In Re Estate of Wilson , 223 Minn. 409 ( 1947 )

  • 1 Reported in 27 N.W.2d 429. This is an appeal by the executors named in the purported will of Thomas Wilson, deceased, from the order of the district court denying their alternative motion for amended findings and conclusions of law or for a new trial. Only that part of the order relating to the denial of a new trial is reviewable. Magee v. Odden, 220 Minn. 498, 20 N.W.2d 87.

    Numerous assignments of error have been made, but we think that those determinative of the appeal raise the following questions: (1) Whether, because there was an unvacated order refusing to dismiss the appeal to the district court from the order of the probate court admitting the will to probate, the trial judge was justified in refusing to grant a motion to dismiss the appeal upon the same grounds made at the opening of the trial; (2) whether the executors on their appeal may raise the question that it was error for the trial judge to refuse to sign an order authorizing the sole beneficiary under the will on the beneficiary's application to be made an intervener in the proceedings in the district court; and (3) whether the will was the result of undue influence exerted on decedent by John E. Hanzlik.

    The will was executed on October 12, 1943, at General Hospital in Minneapolis, where decedent was then a patient and was to undergo a serious operation the next day. Decedent died on April 5, 1944. On May 29, 1944, the will was admitted to probate without contest by the probate court. On November 27, 1944, an appeal to the district court from the order of the probate court admitting the will to probate was taken by Mary Abigail Strangeway, a niece and one *Page 411 of decedent's heirs at law. The appeal was perfected by the late James E. Carr, Esq., a member of the Hennepin county bar.

******************************

List of tasks:
• a. According to the opinion on the Wilson estate, on what date and where was the will executed?
• b. Pick up the opinion on the Wilson estate after its final sentence and continue it in the same style.

******************************

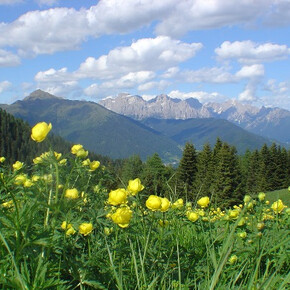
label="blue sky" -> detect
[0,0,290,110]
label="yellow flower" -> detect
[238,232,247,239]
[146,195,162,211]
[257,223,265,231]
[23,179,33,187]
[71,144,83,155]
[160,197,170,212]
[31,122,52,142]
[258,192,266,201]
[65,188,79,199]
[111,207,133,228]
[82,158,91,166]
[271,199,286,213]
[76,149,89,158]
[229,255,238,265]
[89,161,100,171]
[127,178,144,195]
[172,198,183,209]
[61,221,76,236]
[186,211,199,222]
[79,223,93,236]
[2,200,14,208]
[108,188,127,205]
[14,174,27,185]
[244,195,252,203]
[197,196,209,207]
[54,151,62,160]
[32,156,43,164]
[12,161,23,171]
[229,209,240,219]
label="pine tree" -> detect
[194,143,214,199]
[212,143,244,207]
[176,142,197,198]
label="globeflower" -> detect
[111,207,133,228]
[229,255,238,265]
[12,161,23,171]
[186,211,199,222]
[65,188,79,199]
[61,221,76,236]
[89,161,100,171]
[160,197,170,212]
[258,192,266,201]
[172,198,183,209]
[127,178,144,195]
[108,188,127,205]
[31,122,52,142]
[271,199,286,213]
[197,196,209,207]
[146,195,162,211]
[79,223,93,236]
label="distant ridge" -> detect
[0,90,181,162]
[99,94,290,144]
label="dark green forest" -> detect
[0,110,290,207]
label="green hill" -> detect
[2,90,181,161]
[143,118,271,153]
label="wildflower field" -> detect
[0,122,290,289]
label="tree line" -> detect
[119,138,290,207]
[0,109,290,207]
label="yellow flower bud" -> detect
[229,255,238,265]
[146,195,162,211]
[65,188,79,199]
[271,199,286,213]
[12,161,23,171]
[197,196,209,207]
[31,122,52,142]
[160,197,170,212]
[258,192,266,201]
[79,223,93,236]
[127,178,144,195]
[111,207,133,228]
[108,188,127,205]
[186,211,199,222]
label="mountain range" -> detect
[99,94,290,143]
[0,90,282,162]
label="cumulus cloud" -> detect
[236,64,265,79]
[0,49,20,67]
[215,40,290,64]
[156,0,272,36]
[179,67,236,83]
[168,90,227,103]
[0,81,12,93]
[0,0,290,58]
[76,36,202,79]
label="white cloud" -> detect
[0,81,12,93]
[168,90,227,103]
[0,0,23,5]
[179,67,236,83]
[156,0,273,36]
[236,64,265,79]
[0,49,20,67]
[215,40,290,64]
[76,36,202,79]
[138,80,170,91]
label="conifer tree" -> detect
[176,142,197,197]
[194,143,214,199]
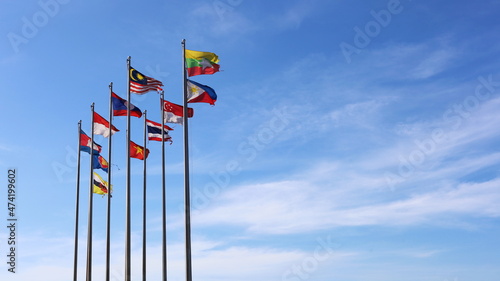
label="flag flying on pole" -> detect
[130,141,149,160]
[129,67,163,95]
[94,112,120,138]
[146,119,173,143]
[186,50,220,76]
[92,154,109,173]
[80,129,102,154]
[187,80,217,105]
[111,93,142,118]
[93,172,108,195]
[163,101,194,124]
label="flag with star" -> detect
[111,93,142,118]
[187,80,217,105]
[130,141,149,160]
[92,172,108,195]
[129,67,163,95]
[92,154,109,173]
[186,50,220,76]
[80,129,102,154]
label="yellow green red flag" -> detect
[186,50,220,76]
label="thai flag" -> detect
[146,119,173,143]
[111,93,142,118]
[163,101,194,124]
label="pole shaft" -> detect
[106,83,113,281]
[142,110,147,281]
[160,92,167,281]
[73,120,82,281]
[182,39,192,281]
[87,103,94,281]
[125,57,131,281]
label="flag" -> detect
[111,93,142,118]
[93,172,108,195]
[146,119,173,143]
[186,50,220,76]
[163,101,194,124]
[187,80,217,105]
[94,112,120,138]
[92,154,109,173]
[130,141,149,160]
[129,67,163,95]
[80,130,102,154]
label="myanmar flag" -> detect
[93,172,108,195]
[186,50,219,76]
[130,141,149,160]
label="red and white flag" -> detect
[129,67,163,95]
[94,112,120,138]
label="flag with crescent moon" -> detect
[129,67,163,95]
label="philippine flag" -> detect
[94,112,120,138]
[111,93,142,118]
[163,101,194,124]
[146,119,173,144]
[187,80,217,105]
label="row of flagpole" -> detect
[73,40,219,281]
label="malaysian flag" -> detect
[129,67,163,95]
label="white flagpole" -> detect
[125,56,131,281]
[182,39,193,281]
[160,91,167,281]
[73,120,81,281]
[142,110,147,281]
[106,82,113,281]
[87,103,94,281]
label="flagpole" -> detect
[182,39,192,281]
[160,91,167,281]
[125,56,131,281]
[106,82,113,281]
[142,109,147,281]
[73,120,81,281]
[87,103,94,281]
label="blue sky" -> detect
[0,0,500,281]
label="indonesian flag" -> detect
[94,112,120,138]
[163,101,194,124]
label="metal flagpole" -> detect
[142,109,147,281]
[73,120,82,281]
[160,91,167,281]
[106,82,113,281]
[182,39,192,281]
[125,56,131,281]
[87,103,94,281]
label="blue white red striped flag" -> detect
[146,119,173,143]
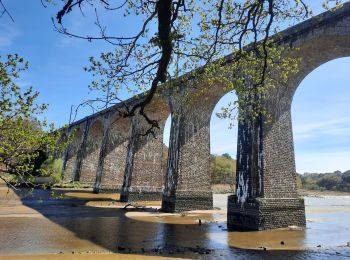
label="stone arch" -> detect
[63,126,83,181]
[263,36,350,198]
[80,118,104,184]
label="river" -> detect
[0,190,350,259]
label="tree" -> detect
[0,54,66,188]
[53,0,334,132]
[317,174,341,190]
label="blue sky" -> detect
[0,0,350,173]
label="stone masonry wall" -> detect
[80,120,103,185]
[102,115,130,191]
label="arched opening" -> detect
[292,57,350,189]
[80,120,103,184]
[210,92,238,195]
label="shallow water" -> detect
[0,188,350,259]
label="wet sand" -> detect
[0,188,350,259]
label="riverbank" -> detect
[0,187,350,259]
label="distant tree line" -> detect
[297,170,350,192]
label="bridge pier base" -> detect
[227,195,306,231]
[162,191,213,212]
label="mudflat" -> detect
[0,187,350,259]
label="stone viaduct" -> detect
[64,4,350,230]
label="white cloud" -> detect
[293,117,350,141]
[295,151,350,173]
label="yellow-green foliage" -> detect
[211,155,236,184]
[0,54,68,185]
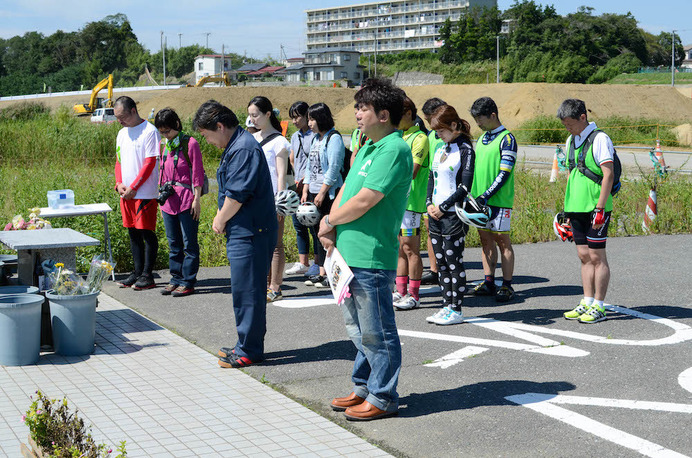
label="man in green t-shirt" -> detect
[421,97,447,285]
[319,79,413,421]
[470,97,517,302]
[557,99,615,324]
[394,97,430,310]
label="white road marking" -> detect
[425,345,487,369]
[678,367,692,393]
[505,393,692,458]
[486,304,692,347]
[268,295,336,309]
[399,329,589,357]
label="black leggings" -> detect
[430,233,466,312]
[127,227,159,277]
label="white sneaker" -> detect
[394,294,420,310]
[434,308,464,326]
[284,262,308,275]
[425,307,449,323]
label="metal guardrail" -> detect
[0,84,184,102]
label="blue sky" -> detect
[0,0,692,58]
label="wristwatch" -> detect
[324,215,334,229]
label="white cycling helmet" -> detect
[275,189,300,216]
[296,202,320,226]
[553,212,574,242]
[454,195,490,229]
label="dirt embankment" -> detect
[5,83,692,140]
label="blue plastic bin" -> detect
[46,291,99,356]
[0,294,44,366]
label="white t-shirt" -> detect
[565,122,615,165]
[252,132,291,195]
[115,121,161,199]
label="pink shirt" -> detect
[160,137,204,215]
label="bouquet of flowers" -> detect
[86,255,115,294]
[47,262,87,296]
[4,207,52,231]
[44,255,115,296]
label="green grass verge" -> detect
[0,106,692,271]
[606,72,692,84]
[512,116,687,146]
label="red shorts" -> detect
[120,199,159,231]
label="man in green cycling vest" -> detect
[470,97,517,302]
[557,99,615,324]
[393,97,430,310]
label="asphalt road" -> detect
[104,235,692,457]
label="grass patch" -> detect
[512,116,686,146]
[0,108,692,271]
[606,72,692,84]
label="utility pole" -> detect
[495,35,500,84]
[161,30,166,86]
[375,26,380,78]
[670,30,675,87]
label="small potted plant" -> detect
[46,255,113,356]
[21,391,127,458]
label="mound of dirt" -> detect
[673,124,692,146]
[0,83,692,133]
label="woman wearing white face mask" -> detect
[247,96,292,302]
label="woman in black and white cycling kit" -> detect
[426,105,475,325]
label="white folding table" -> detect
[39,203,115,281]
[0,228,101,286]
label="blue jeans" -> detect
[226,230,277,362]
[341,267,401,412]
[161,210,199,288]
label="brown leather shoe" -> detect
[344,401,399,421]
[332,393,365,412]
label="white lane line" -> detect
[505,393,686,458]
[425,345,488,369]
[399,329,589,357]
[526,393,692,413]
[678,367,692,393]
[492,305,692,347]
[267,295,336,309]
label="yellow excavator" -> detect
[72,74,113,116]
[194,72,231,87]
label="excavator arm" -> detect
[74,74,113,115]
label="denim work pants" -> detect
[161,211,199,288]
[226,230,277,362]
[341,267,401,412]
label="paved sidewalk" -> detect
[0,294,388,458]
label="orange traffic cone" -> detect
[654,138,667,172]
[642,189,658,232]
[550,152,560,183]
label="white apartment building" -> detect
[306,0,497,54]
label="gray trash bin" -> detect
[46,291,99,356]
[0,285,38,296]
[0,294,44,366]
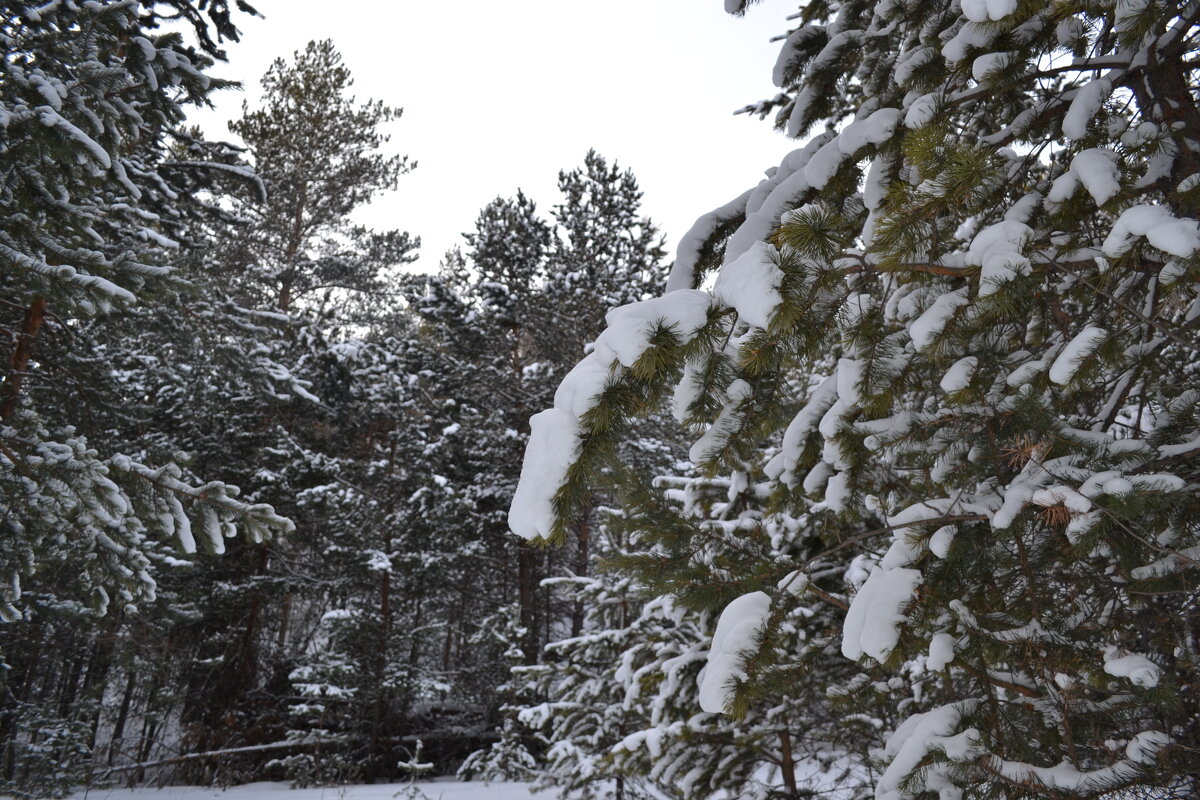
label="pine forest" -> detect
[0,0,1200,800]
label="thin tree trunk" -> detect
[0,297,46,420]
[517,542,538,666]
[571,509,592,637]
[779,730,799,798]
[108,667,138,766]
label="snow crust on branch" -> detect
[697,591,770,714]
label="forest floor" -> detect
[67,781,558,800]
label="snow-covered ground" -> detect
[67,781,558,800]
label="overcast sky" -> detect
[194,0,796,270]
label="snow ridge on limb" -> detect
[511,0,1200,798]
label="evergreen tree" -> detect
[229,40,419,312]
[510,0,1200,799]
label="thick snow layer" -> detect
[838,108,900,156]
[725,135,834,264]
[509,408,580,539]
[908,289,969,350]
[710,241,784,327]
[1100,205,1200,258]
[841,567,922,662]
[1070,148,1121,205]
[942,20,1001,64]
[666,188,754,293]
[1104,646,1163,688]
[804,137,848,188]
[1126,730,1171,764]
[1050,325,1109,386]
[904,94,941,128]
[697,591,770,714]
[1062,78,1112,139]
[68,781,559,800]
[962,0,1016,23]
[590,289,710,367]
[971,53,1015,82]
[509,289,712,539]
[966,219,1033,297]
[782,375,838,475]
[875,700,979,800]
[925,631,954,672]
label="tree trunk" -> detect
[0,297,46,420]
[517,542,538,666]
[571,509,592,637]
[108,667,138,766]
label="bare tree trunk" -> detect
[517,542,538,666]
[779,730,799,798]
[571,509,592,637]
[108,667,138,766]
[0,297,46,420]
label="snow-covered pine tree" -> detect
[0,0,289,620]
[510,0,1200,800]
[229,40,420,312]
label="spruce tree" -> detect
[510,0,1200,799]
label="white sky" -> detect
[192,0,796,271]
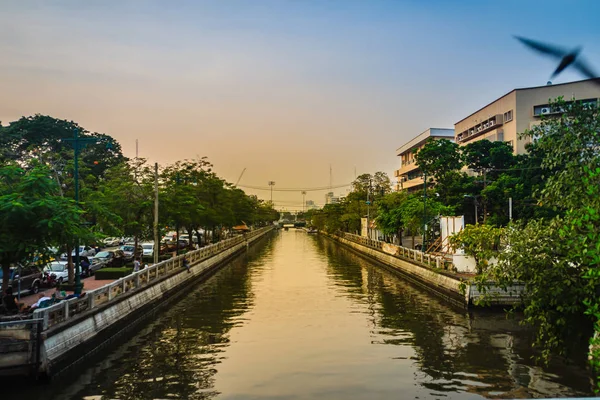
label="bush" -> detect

******************************

Responses to the tasks:
• a. The will was executed on October 12, 1943, at General Hospital in Minneapolis.

• b.
    Prior to the trial in the district court, the executors moved to dismiss the appeal from the order admitting the will to probate upon the grounds: (1) That the appeal taken by Mr. Carr was not in fact authorized by the named appellant, Mary Abigail Strangeway; and (2) that the appeal was not timely, because it was not taken within 30 days after the named appellant had waived service of notice of the filing of the order admitting the will to probate by having taken certain proceedings in the probate court. This motion was denied. At the commencement of the trial the executors renewed their motion. No motion or request was made to vacate the order denying the former motion. The trial judge denied the motion to dismiss, because the former order had not been vacated or set aside.

    Also, at the commencement of the trial, the Property Tax Reduction Club, through Mr. Hanzlik, presented an order to the trial judge for his signature authorizing it to become a party to the proceedings. The trial judge refused to sign the order. The club did not appeal. The executors on their appeal assign as error the refusal of the trial judge to sign the order.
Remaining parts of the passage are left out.